• _Belge alıntısı_:
Sahanın Kahramanları
“Gönüllülük keyifli ama asla keyfi bir iş değil. Sürecin her aşaması birbirini takip eden bir derya deniz ve tarifi de planlaması da kendi içinde farklı zorlukları barındırıyor. Bu uçsuz bucaksız denizde yer almanın ayrıcalıklarına sahip olmak en güzel tarif olacaktır.”
Yılda ortalama 9.000 kayıtlı gönüllüsü, Türkiye genelinde 57 etkinlik noktası ile toplam 22 ilde TEGV ilköğretim çağı çocuklarımız ile buluşuyor. Serinin son röportajı, bu büyük yapının sahadaki başarılarını anlamak, çocuklarla, velilerle TEGV gönüllüleri nasıl buluşuyor, neler yapıyor öğrenmek…
Kurumsal tanımından başlayarak okul sıralarındaki son çocuğa kadar nasıl gelindiğini öğrendiğimiz TEGV Eğitimin Kahramanları yolculuğunda bu haftaki konuğumuz sahadaki kahramanlarımızdan TEGV İpek Kıraç Öğrenim Birimi Yöneticisi Filiz Şen Erdoğan. Kendisinden İstanbul’un Beykoz Anadolu Hisarı’ndaki İpek Kıraç ÖB yöneticiliğine giden eğitim gönüllülüğü macerasını, gönüllüler ve tüm TEGV’ liler ile uzun yılların getirdiği deneyimlere dayanan çalışmalarını konuştuk.
1.TEGV kapsamlı ve kurumsal yapı. Bu yapı ile Filiz ne zaman tanıştı? Sivil toplum faaliyetleri ve TEGV hayatı nasıl başladı?
Tam 24 yıl önce başlayan bir hikaye. Ben Van’ lıyım. 1997 yılı sonunda Feyyaz Tokar Eğitim Parkı temeli atılmıştı. TEGV ‘in o dönem için üçüncü eğitim parkı olarak bildiğimiz ve kapasitesi 5.000 kişiye yakın olan, içerisinde tenis kortu dahil bir çok kapsamlı faaliyet alanı bulunan bir alan, bizler için bir masal diyarı. Arkadaşlarımın Van’a Paris gelmiş gidelim mi demesiyle ilk kez TEGV’ in kapısından içeri girdim. Beni davet eden arkadaşım da eğitim parkında yöneticiydi ve beni de gönüllü olma konusunda cesaretlendirdi. Haftanın belli günlerinde fırsat buldukça kendimi TEGV ‘de gönüllü olarak çalışmalara katılırken buldum. Van’ da istihdama katılan kadın sayısı da o zamanlar oldukça düşük. Annem de konuya biraz çekinerek yaklaşıyor. Henüz gönüllü çalışmak, maddi bir karşılık olmadan ortak bir çalışmanın içerisinde yer almak gibi kavramlar çok bilinmiyor. Annemi ikna etmek için bir gün eğitim parkını ziyaret etmesini istedim ve o gün anneme semaver yakılıp ikram edilen çayın hatırı beni bugünlere getirdi.

• _Verilen malzeme_:
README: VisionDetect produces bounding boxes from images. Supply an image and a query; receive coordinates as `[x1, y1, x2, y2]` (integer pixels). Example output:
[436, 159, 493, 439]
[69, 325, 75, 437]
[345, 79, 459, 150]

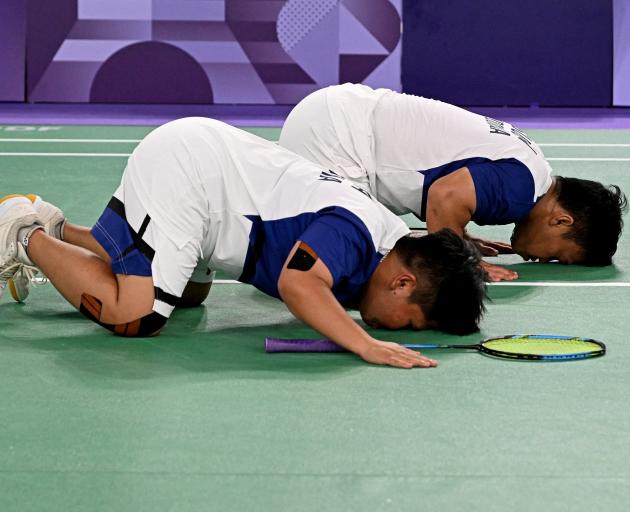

• _Görevin istediği_:
TEGV gönüllüsüyle yapılan söyleşiye göre Feyyaz Tokar Eğitim Parkı'nın temeli ne zaman atılmıştı?

• _Çözülmüş soru_:
1997 yılı sonunda.